[Image location labeling entries]
------------------------
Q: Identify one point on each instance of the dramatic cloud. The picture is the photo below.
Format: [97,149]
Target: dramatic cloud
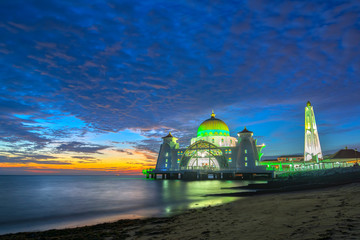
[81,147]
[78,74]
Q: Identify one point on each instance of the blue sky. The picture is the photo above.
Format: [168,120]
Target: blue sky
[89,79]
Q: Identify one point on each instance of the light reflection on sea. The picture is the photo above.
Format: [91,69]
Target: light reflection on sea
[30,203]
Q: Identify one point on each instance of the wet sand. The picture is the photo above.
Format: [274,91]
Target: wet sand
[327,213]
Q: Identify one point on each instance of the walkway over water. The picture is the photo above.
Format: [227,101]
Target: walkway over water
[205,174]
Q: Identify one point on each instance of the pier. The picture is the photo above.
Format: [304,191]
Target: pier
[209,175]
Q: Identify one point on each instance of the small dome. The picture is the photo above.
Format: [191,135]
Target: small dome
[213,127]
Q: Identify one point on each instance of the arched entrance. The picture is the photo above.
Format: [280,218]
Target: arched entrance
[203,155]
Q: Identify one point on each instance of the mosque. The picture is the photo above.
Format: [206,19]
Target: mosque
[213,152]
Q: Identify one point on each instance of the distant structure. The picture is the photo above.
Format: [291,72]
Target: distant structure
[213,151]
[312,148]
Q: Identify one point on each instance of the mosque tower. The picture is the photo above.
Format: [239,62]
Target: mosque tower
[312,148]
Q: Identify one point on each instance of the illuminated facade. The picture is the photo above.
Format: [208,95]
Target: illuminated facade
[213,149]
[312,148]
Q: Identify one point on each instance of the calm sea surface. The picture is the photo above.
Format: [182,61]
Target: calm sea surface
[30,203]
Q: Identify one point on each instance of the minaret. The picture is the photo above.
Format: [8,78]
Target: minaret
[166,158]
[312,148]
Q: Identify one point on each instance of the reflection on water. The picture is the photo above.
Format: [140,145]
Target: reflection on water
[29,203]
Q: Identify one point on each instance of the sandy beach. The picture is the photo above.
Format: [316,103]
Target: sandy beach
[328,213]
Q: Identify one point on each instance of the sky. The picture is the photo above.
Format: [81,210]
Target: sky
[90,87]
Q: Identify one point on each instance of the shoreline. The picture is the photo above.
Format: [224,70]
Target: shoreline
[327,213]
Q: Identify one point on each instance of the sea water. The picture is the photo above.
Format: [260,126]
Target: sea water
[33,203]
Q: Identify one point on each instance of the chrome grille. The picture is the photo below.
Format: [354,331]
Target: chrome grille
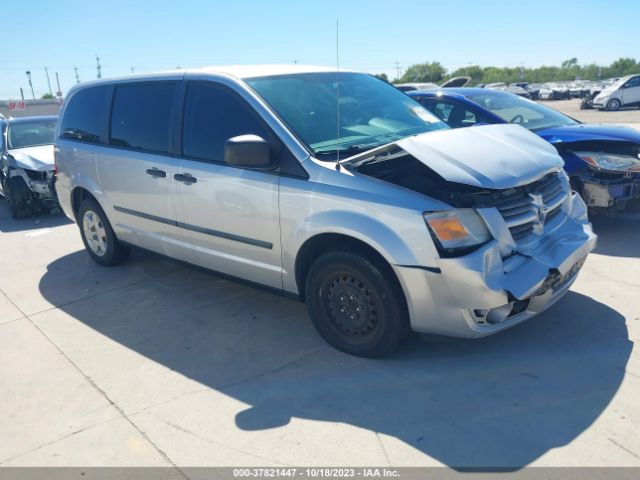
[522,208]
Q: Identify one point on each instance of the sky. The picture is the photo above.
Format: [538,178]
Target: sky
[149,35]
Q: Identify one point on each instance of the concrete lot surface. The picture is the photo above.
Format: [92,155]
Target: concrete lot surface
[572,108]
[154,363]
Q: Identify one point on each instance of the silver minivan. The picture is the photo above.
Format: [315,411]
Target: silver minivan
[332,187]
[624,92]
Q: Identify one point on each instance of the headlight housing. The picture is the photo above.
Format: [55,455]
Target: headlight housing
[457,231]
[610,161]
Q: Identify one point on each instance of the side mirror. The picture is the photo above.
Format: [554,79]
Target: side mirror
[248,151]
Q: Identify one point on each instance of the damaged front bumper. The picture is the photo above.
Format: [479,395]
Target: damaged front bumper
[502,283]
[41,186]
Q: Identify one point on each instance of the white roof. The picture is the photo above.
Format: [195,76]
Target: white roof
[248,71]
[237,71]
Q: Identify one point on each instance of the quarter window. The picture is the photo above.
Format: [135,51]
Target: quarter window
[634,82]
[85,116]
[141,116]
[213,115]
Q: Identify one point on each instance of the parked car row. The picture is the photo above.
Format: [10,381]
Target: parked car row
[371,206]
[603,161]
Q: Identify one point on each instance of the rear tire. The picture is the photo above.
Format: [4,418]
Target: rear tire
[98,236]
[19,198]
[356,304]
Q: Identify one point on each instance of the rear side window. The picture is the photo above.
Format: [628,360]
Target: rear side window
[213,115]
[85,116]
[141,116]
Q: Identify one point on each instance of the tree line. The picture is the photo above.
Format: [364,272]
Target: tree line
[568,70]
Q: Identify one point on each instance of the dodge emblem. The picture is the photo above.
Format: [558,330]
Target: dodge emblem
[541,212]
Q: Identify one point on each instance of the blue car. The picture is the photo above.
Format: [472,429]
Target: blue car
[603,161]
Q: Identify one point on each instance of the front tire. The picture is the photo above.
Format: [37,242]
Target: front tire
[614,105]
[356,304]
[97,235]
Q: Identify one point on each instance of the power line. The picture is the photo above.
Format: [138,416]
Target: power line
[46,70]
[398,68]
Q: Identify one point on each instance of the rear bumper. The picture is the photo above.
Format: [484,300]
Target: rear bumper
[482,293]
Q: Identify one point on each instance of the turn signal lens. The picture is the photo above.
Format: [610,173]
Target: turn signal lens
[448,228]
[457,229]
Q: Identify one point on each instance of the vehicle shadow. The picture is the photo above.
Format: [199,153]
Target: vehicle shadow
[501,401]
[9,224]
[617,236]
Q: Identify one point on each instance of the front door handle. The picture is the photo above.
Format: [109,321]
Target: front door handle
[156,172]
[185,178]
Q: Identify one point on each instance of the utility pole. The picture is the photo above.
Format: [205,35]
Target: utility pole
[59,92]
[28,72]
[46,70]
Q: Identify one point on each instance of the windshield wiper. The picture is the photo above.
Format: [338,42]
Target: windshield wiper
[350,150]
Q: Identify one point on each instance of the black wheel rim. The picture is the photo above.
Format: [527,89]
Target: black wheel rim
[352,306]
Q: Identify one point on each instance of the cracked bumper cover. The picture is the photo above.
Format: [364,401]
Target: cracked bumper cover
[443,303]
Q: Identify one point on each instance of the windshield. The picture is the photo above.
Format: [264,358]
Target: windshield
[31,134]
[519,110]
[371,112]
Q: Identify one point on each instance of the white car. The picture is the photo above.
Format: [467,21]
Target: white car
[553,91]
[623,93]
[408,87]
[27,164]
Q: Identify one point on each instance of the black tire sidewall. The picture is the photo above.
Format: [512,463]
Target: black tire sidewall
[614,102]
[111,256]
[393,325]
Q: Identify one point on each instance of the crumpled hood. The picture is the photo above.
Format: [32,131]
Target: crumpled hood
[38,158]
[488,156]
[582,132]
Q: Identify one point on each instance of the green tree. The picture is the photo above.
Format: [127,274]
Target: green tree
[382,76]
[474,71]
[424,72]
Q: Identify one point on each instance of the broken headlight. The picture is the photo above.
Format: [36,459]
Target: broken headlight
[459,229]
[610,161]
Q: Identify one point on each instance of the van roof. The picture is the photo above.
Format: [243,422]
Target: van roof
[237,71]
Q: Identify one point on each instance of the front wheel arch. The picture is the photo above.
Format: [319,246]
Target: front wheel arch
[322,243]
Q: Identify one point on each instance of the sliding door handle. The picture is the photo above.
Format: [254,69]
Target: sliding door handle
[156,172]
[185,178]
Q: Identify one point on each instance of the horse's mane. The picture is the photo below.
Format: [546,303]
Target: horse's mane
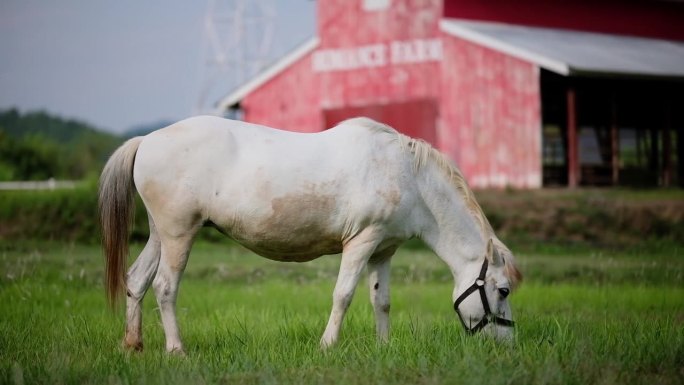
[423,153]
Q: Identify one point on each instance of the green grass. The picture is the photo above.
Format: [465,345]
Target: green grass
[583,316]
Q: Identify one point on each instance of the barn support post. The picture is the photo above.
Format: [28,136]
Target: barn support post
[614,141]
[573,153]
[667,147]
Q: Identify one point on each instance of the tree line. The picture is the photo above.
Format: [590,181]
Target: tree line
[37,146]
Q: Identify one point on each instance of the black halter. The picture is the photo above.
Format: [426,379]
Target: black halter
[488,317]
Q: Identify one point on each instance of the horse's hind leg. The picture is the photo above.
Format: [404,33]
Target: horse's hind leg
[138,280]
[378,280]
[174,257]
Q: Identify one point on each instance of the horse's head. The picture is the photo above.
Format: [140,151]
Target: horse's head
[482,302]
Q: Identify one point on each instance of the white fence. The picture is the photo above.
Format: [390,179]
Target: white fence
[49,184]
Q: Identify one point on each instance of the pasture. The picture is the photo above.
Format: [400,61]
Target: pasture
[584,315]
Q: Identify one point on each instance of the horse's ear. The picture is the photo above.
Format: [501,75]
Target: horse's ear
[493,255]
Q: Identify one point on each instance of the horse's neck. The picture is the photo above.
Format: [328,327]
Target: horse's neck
------------------------
* [Problem requirements]: Starting at the line that contains "Q: Identify one point on each instance of the horse's hind" and continuing through the last of the items, swap "white fence" for "wooden fence" and give those lines again, changing nothing else.

* [Task answer]:
Q: Identify one point on each instance of the horse's hind leg. The picture is the photo above.
Format: [404,33]
Target: horse's hind leg
[138,280]
[378,280]
[174,257]
Q: Identify one point on each instance of the horse's head. The picture is the photo above.
Format: [140,151]
Target: horse's head
[482,302]
Q: Identify one point on each instance of the wooden fence. The picture is the photo above.
Format: [390,179]
Target: wooden fence
[49,184]
Q: Identify one point on each instance of the pasture. The picture is the photo above.
Format: [400,61]
Target: pasture
[584,315]
Q: Identify one point on each instance of the horse's ear. The picture is the photo above.
Format: [501,75]
Target: horse's ear
[493,255]
Q: Identify one point on each instance of the horse's neck. The picture is the photo above.
Format: [328,327]
Target: horse's neck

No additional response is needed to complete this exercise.